-- Dataset extract --
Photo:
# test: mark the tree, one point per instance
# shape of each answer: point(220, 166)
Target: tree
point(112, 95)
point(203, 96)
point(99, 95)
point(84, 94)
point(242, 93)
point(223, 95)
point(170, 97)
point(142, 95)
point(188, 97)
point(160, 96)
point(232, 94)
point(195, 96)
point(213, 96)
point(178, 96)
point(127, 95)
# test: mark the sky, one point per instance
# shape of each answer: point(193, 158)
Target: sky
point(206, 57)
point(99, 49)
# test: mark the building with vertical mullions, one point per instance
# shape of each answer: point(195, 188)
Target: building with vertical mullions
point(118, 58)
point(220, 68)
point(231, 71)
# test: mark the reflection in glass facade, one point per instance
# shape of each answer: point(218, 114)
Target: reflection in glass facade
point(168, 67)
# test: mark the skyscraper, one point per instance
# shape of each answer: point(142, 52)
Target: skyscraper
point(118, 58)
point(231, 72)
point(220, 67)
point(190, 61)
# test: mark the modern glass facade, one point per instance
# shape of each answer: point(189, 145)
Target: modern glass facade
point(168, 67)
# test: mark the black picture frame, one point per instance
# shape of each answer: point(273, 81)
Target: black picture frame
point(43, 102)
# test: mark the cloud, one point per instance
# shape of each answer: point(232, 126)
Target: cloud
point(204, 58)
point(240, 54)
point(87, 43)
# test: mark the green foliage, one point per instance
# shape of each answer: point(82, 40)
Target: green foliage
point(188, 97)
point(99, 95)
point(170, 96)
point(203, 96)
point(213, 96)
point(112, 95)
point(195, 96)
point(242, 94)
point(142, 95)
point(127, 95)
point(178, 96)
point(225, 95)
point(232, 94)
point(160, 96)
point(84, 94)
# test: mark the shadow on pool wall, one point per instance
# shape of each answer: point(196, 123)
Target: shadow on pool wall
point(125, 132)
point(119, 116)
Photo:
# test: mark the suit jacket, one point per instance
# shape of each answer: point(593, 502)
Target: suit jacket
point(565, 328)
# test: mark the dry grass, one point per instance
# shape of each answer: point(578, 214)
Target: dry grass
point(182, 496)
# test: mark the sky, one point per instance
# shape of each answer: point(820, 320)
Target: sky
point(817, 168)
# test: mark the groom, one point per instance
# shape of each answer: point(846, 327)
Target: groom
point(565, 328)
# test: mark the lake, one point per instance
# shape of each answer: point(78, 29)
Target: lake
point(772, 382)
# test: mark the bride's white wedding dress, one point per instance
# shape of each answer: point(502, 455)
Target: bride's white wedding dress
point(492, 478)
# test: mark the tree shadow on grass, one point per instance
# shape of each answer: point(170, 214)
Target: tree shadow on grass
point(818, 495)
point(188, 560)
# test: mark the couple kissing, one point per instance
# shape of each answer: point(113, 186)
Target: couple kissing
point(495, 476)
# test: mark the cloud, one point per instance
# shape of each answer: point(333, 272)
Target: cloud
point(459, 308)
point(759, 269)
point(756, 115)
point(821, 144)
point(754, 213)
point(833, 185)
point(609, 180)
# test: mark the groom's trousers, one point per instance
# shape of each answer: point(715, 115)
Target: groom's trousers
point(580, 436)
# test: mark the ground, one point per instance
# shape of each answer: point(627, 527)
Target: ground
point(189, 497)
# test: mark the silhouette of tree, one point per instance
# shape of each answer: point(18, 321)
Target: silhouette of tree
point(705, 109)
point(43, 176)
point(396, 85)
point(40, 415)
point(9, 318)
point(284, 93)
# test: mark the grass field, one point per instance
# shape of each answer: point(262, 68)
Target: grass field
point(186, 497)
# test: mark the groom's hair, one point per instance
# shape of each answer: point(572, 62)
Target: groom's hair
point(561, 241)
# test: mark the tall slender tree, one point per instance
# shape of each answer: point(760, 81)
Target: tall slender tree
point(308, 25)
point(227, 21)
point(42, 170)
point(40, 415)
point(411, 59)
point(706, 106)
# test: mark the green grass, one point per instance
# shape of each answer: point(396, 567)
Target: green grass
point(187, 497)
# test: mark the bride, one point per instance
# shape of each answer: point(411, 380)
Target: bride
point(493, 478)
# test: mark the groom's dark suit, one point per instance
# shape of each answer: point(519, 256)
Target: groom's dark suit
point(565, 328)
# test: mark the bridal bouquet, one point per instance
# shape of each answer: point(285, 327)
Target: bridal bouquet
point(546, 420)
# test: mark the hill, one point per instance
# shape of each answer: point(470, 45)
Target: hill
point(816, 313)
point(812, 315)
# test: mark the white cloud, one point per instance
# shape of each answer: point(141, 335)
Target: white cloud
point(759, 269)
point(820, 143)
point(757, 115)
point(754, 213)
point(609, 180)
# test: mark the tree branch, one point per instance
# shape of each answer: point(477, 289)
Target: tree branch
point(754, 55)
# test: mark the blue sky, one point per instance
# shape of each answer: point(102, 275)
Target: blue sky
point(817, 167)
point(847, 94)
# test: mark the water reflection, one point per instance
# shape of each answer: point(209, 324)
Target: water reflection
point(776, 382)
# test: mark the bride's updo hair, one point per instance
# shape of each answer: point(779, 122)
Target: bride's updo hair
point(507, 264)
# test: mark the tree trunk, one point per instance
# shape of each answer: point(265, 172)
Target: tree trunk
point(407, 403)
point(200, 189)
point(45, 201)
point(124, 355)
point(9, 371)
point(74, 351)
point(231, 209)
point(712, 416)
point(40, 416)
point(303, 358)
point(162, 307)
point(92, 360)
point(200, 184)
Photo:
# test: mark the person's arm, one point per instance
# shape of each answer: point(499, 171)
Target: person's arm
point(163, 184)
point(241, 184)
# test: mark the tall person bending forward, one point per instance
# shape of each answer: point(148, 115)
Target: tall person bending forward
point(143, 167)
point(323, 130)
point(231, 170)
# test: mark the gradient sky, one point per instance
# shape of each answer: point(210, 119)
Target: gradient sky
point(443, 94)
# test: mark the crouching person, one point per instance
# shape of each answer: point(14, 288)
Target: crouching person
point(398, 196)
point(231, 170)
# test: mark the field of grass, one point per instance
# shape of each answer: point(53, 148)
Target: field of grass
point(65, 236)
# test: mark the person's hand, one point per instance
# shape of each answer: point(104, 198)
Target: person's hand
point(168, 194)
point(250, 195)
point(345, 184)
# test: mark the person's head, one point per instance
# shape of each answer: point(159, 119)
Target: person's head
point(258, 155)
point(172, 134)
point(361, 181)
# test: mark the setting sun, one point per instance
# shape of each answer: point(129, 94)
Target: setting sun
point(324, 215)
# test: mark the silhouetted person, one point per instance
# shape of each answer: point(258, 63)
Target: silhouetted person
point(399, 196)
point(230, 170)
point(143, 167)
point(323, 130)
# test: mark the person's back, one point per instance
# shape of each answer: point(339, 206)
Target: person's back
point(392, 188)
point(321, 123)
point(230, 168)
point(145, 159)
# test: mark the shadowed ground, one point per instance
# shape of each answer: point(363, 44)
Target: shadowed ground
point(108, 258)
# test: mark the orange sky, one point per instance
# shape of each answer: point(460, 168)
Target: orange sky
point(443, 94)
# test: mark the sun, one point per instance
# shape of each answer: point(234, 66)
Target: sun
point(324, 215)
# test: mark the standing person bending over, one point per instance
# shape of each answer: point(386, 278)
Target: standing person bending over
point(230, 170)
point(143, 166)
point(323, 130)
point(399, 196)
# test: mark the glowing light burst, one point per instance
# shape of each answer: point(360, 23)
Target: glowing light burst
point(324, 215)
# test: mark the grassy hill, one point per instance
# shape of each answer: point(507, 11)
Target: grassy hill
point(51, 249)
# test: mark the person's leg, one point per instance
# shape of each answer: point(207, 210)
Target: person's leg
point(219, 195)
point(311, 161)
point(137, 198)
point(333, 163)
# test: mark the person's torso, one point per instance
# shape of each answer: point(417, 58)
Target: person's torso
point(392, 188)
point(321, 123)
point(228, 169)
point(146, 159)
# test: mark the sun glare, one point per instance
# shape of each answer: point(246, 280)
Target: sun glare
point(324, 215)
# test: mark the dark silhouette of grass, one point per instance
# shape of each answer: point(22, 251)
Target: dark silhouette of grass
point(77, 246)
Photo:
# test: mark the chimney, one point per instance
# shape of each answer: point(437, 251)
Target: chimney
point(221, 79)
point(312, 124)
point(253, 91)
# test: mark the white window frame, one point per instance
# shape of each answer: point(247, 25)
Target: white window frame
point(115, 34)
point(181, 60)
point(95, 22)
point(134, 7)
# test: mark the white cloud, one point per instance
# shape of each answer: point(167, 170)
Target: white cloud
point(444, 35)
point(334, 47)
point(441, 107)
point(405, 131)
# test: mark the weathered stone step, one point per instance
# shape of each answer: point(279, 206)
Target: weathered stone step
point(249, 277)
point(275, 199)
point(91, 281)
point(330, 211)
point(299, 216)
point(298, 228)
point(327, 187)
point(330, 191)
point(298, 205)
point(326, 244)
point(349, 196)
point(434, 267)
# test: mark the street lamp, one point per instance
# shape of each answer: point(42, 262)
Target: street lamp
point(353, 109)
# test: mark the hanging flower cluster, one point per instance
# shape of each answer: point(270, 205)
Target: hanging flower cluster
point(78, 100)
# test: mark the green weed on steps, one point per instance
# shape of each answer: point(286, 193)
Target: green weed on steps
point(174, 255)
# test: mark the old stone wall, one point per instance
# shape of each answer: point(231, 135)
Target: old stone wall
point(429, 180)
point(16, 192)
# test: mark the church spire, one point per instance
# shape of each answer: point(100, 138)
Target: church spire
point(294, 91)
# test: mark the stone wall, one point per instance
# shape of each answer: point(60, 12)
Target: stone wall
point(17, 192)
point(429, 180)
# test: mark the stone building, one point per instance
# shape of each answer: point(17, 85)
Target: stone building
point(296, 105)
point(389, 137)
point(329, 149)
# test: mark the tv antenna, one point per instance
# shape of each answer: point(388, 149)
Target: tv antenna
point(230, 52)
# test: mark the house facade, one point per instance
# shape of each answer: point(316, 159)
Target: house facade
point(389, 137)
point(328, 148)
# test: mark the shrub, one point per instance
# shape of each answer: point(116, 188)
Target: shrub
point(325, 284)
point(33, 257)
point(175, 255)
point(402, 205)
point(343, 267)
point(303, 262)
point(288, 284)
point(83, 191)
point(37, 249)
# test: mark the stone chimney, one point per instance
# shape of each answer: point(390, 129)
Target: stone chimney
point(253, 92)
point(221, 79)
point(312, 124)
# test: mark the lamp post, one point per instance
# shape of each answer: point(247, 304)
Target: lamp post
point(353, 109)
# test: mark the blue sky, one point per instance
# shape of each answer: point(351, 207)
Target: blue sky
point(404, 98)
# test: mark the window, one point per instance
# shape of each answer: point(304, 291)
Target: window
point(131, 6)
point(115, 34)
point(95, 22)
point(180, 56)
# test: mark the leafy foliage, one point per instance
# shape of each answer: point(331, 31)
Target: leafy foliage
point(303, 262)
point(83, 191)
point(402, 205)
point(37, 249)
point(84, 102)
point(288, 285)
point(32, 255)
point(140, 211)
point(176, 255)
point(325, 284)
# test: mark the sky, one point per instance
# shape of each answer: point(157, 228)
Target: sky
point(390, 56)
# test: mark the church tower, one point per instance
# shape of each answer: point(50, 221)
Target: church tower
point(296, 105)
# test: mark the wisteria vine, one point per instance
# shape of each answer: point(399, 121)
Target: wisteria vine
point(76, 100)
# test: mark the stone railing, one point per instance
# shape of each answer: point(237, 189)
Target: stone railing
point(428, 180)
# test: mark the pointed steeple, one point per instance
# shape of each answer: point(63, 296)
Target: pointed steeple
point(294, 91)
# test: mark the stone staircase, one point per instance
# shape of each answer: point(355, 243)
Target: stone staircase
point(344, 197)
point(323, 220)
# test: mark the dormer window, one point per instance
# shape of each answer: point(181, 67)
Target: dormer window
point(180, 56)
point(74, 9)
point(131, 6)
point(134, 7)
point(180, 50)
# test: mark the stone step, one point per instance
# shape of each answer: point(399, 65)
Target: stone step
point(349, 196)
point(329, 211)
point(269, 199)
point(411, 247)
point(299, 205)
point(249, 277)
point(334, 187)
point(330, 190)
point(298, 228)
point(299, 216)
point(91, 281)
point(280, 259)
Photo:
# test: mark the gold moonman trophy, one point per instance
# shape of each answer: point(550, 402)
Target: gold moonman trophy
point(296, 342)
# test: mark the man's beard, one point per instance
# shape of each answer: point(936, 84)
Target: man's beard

-- Job --
Edit the rows from the line holding "# test: mark the bridal" through the line holding "point(776, 382)", inclusive, so that "hill" becomes "ridge" and every other part stays the same.

-- Task answer --
# test: mark the bridal bouquet, one point per instance
# shape of each answer: point(285, 327)
Target: bridal bouquet
point(546, 420)
# test: mark the ridge, one point per instance
# shape of each answer: point(470, 45)
Target: ridge
point(816, 313)
point(812, 315)
# test: mark the white cloud, one point per instance
# shape of each answer: point(141, 335)
Target: white cloud
point(759, 269)
point(820, 143)
point(757, 115)
point(754, 213)
point(609, 180)
# test: mark the tree branch, one point per instance
# shape of each answer: point(477, 289)
Target: tree branch
point(754, 55)
# test: mark the blue sky, one point per instance
# shape of each answer: point(102, 275)
Target: blue sky
point(817, 167)
point(847, 94)
# test: mark the water reflection, one point per instance
# shape of each answer: point(209, 324)
Target: water reflection
point(776, 382)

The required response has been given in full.